How To Extract Values from the string that is key value pairs with different formats
I have a table called DataForce. with column DataVal (Nvarchar 2000).
it has below 3 records
How to get CID Value, ID Value, Email Value, Zip from below strings please advise?
{'ani':'80052242','dnis':'90425935','cid':'4601923812','Id':'046067ce-7fec-4af7-bb51-e4d31b4720','No':'3048','FN':'Bod Conner','Ent':'2012-08-27','Email':'sounage@nefcom.net','Add':'P.o. Box 146','Zip':'31040','Not':'English','Off':'FL','ACode':'','OffId':'0002 Home Office FL','Except':''},
{"ani":"30926539","dnis":"33300180","cid":"4594296356","Id":"a2a5bac2-b6ad-4239-95b2-2da730c2b6","No":"93872","FN":"Martinael u0026 Kar Schmale","Ent":"2023-07-08","Email":"martinhael.d.schmale@gmail.com","Add":"552 WPlainview cir","Zip":"13498","Not":"","Off":"FL","ACode":"1|a2a5bac2-b6ad-4239-95b2-2da780c2b6|0061FL|V|000000000000000000|00000000","OffId":"0061 Rand FL","Except":""},
{ani:63179364,dnis:88825454,cid:4563900520,Id:c1144de0-1945-4862-b057-fe25eabe73,No:97158,FN:Bombay and Marsha Osrow,Ent:2023-11-03,Email:bombayrow7634@aol.com,Add:10014 SW Vitalia Court,Zip:14987,Not:English,Off:FL,ACode:,OffId:0021 Zanfini FL,Except:},
Thank you in advance
asita
January 25, 2024 at 12:24 am
Tried this below code but no luck 🙁
Can somebody please help. Thank you in advance
SELECT
Dataval,
CASE
WHEN LEN(SUBSTRING(SUBSTRING(Dataval, CHARINDEX('"Id":"', Dataval) + 6, LEN(Dataval)), 1, CASE WHEN CHARINDEX('","No"', SUBSTRING(Dataval, CHARINDEX('"Id":"', Dataval) + 6, LEN(Dataval))) > 0 THEN CHARINDEX('","No"', SUBSTRING(Dataval, CHARINDEX('"Id":"', Dataval) + 6, LEN(Dataval))) - 1 ELSE LEN(Dataval) END)) > 70
THEN SUBSTRING(SUBSTRING(Dataval, CHARINDEX('"Id":"', Dataval) + 6, LEN(Dataval)), 1, CASE WHEN CHARINDEX('","No"', SUBSTRING(Dataval, CHARINDEX('"Id":"', Dataval) + 6, LEN(Dataval))) > 0 THEN CHARINDEX('","No"', SUBSTRING(Dataval, CHARINDEX('"Id":"', Dataval) + 6, LEN(Dataval))) - 1 ELSE LEN(Dataval) END)

### RECORDED INFORMATION
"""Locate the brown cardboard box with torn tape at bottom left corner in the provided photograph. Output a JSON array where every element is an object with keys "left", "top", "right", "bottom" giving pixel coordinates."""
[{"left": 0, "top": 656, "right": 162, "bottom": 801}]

### WHAT YOU WILL DO
a - Copy out the stretch of the SQL forum thread from "How To Extract" through "DataVal (Nvarchar 2000).", keeping every character unchanged.
b - Summarize the SQL forum thread in two sentences.
c - In the SQL forum thread, what data type is given for the DataVal column?

### RESULTS OF THE TASKS
a -
How To Extract Values from the string that is key value pairs with different formats
I have a table called DataForce. with column DataVal (Nvarchar 2000).

b - The thread asks how to pull the CID, ID, Email and Zip values out of a DataVal column (Nvarchar 2000) in a table called DataForce, whose three records store key-value pairs in different formats. A follow-up post dated January 25, 2024 reports that an attempted query did not work and asks for help.

c - Nvarchar 2000.